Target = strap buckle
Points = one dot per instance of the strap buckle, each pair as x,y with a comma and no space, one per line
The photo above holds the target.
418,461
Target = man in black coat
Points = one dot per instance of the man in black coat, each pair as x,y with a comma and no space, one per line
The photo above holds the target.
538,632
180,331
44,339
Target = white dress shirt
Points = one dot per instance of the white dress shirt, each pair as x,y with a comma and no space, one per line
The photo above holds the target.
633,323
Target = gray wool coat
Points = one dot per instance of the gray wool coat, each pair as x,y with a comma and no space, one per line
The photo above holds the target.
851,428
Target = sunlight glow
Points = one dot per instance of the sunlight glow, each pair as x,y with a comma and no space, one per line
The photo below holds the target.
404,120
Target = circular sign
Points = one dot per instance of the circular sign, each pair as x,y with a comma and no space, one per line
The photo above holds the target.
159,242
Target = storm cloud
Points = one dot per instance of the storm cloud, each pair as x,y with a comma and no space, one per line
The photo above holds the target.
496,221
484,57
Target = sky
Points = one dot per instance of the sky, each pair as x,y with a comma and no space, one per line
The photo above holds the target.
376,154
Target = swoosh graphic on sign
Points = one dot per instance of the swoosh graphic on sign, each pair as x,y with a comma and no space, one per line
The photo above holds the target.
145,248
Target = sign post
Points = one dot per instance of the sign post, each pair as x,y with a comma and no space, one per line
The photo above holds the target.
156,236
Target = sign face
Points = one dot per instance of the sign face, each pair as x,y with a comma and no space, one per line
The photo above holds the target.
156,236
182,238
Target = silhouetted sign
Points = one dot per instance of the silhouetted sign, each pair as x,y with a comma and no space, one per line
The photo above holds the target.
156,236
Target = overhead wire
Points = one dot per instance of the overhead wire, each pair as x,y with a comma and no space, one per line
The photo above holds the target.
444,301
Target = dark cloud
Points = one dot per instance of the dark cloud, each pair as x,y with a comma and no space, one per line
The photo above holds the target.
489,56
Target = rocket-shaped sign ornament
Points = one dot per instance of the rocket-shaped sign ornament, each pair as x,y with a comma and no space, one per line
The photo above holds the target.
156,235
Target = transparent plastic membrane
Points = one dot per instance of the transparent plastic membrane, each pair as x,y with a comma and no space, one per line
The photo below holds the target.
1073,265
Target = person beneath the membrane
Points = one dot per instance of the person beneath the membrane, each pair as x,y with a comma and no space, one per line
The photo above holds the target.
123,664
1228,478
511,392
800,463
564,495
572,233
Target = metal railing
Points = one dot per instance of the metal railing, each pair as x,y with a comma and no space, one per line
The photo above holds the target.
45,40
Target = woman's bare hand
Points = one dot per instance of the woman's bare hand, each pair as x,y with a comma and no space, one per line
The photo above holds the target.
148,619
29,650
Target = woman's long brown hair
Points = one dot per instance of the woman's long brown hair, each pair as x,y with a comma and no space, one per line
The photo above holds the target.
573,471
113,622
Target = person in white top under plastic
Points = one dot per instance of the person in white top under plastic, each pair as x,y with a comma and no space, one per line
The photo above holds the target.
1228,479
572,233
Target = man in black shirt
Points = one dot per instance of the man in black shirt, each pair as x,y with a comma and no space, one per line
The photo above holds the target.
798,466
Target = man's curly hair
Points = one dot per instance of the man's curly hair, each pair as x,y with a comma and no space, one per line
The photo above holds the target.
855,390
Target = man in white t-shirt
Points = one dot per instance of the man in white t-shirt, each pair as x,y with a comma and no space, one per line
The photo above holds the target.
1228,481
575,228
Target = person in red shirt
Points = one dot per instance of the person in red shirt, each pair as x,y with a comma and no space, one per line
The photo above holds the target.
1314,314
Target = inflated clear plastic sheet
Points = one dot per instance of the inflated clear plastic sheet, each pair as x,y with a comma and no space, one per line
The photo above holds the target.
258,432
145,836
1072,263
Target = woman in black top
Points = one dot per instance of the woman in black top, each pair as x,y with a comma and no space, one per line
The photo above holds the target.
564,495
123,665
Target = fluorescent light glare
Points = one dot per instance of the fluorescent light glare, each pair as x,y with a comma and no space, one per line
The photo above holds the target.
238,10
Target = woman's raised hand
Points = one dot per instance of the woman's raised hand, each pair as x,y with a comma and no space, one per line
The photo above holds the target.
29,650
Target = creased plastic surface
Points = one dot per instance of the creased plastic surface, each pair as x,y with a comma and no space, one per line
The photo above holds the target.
--------------------------------------------------
Given instruction: Extract the complete listing above, reproducing each line exactly.

Final answer:
Target = strap buckle
Points = one dot per instance of the strap buckle, each pair as x,y with a comma and no space, one per line
The photo above holds the target.
418,461
Target = man in black coat
Points = one dot per instance of the man in black coat, each pair as x,y with a comma and no space, one per line
The photo above holds the target.
538,632
180,331
44,339
Target = white dress shirt
Points = one dot per instance of the white dress shirt, each pair as x,y with a comma and no space, one per line
The photo above holds the target.
633,323
Target = gray wool coat
Points = one dot per instance of the gray wool coat, each pair as x,y with a comma and no space, one per line
The photo above holds the target.
851,428
Target = sunlight glow
Points = one dot per instance of the sunlight glow, each pair as x,y with a comma and no space, one per line
The photo below holds the target.
404,120
Target = circular sign
Points = one dot per instance of the circular sign, each pair as x,y with a comma and no space, one per line
The photo above holds the target.
159,242
Target = storm cloud
Points = one dot per instance of the storm cloud, each pair as x,y with a comma and no space, one per line
The photo above holds the target.
496,221
484,57
Target = sky
Points = one dot per instance of the sky, each pair as x,y with a comma and no space, one per line
The photo above holds the target.
376,154
Target = swoosh graphic on sign
Points = one dot per instance of the swoosh graphic on sign, each pair as x,y with a comma and no space, one per line
The photo above holds the target.
145,248
Target = sign post
Points = one dot per instance of the sign post, each pair as x,y with a comma and no space, one per line
The photo above holds the target.
156,236
Target = sign face
Points = one dot per instance of the sign face, each pair as x,y with a comma and no space, one per line
The photo above holds the target.
156,236
182,238
Target = silhouetted sign
Points = one dot per instance of the silhouetted sign, each pair as x,y with a comma and no space, one per line
The photo above holds the target.
156,236
Target = overhead wire
Points = one dot per instance of the overhead wire, each pair as x,y with a comma and no space, one per line
The photo above holds the target.
444,301
Target = dark cloud
Points = one dot per instance of the dark cloud, each pair as x,y with a comma and no space, one per line
The photo above holds the target.
489,56
Target = rocket-shaped sign ornament
Points = one dot per instance of the rocket-shaped sign ornament, each pair as x,y with a comma and no space, one per line
The photo above holds the target.
156,235
Target = transparent plastic membrane
Points = one dot per instance of the transparent plastic membrane, each pair as x,y with a comma and no space, one per line
The photo below holds the target.
1073,265
Target = person beneath the membrane
Points = one dot per instance of the person beneath the membrane, each pair as x,y with a comma and no space, one per line
The photo above holds the target.
123,664
1228,478
511,392
800,463
564,495
572,233
Target = metal railing
Points = one dot per instance of the metal railing, each pair as x,y with a comma and no space, one per line
The photo above holds the target.
45,40
Target = woman's bare hand
Points = one dot per instance of the woman's bare hand, each pair as x,y with a comma and no space, one per line
The photo above holds the target.
148,619
29,650
Target = woman's long brown hair
Points = one dot per instance of the woman's long brown hair, each pair as x,y with a comma and no space, one per line
The photo above holds the target.
573,471
113,622
Target = person in white top under plastic
Points = one dot per instance of the person in white top under plastic, each pair as x,y with a comma and no space, one per line
The photo above holds the target.
1228,479
572,233
Target = man in black shirt
Points = one dot per instance of the man in black shirt, each pair as x,y with a comma and no space, one per line
The photo above holds the target.
798,466
Target = man's curly hair
Points = one dot per instance of the man's curly hair, each pair as x,y with a comma and no space, one per line
The photo above holds the target.
855,390
Target = man in white t-shirt
Points = one dot per instance of the man in white t-shirt, each pair as x,y with a comma and no space, one per line
The photo above holds the target.
1228,481
575,228
Target = person in red shirt
Points = one dot per instance of the person in red shirt, each pair as x,y with a comma and no space, one per line
The photo above holds the target.
1314,314
Target = inflated clear plastic sheet
Points = one dot per instance of the inflated clear plastic sheet, each pair as x,y with a comma and no space, one per line
The photo above holds the target.
258,432
145,836
1072,263
Target = woman in black top
Points = one dot per instance of the woman in black top, each pair as x,y with a comma and no space, one per line
The photo above holds the target.
564,495
123,665
Target = fluorescent light glare
Points = one dot per instance of the fluorescent light glare, each pair as x,y with a comma and no space, one per line
The photo above holds the target.
238,10
Target = woman's raised hand
Points = one dot per instance of the woman's raised hand, each pair as x,y with a comma and no space, one per line
The photo above holds the target.
29,650
Target = creased plastic surface
Points = one dot per instance of the creased plastic surface, each pair as x,y with a comma and no space, one per line
The photo above holds the target.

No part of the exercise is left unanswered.